**Directions for this task:**
Find every line in the data below that contains the string "mask", treating uppercase and lowercase as distinct, and copy each of those lines.

**Provided data:**
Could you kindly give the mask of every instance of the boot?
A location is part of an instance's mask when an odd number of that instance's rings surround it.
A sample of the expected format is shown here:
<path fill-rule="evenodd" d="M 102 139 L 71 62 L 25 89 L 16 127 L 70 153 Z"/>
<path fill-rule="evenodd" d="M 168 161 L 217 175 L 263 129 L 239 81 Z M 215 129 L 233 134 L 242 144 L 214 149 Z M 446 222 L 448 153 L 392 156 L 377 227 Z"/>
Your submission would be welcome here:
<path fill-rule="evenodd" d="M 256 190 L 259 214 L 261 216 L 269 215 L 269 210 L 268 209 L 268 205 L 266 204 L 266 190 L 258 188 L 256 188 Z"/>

**Output below:**
Could you kindly give the mask of every instance of the boot?
A location is part of an instance's mask when an odd number of that instance's rings surround it.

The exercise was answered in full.